When you spot the word "knit" in a line of the data below, copy that line.

§ DATA RECORDS
########################################
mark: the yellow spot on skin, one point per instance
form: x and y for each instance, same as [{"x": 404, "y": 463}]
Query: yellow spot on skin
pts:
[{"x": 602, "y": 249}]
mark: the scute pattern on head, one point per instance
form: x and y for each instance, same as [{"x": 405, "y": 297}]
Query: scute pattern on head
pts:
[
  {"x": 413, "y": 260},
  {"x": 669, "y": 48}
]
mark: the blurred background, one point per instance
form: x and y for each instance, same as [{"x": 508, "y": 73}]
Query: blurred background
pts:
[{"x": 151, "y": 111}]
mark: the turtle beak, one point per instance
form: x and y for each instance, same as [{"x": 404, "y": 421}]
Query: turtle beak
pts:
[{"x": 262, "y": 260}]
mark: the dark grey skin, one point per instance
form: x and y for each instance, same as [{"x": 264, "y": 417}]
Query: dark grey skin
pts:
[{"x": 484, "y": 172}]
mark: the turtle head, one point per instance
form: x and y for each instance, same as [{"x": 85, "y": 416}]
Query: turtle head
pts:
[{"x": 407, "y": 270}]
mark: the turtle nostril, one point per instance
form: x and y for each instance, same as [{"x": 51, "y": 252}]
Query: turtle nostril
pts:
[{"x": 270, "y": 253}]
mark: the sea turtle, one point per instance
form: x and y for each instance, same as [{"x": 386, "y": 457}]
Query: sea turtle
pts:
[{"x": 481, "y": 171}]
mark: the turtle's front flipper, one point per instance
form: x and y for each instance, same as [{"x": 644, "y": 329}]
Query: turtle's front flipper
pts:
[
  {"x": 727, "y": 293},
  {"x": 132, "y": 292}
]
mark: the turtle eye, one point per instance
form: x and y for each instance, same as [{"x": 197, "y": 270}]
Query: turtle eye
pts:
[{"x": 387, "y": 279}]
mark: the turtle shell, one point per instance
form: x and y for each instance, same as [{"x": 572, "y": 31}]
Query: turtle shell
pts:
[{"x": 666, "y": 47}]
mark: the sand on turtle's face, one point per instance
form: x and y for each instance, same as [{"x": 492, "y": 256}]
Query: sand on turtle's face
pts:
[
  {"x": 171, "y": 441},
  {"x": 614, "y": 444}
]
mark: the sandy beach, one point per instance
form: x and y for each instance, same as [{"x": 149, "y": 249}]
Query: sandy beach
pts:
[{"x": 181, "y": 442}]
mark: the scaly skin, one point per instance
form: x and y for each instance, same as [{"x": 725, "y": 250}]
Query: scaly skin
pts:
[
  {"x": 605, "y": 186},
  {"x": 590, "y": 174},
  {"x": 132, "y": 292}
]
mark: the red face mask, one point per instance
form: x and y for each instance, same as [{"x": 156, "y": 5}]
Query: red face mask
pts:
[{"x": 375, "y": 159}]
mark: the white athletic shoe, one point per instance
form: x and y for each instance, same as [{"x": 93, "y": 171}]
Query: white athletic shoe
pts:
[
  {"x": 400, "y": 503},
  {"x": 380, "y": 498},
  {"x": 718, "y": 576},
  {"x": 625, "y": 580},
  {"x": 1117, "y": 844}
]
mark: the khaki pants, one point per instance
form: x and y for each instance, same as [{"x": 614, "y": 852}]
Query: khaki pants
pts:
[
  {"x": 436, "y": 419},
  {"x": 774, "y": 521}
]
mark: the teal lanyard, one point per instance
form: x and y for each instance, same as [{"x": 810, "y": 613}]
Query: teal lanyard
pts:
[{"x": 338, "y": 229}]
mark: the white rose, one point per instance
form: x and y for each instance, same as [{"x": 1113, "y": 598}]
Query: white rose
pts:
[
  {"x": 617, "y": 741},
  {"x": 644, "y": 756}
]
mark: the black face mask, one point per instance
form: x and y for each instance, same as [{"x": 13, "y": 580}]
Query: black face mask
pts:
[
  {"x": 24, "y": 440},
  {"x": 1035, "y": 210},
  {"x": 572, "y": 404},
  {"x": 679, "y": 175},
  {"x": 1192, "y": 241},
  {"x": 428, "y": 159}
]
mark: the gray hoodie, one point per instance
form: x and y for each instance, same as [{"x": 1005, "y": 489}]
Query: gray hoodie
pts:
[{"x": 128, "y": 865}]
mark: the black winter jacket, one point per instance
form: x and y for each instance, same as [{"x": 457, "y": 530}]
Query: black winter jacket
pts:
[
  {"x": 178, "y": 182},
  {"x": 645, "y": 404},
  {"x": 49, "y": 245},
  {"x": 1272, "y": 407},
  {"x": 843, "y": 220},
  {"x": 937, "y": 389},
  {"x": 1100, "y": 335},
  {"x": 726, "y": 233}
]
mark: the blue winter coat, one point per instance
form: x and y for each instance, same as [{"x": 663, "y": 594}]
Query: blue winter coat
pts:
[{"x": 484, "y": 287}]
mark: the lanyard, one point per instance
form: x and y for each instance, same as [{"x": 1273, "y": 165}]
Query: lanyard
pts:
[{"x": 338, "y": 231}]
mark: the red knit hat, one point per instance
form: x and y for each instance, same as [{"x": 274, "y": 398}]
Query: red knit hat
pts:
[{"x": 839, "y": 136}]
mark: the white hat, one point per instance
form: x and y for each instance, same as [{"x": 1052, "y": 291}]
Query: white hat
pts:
########################################
§ EXPECTED ANSWER
mark: the red knit hat, one point per instance
Query: red knit hat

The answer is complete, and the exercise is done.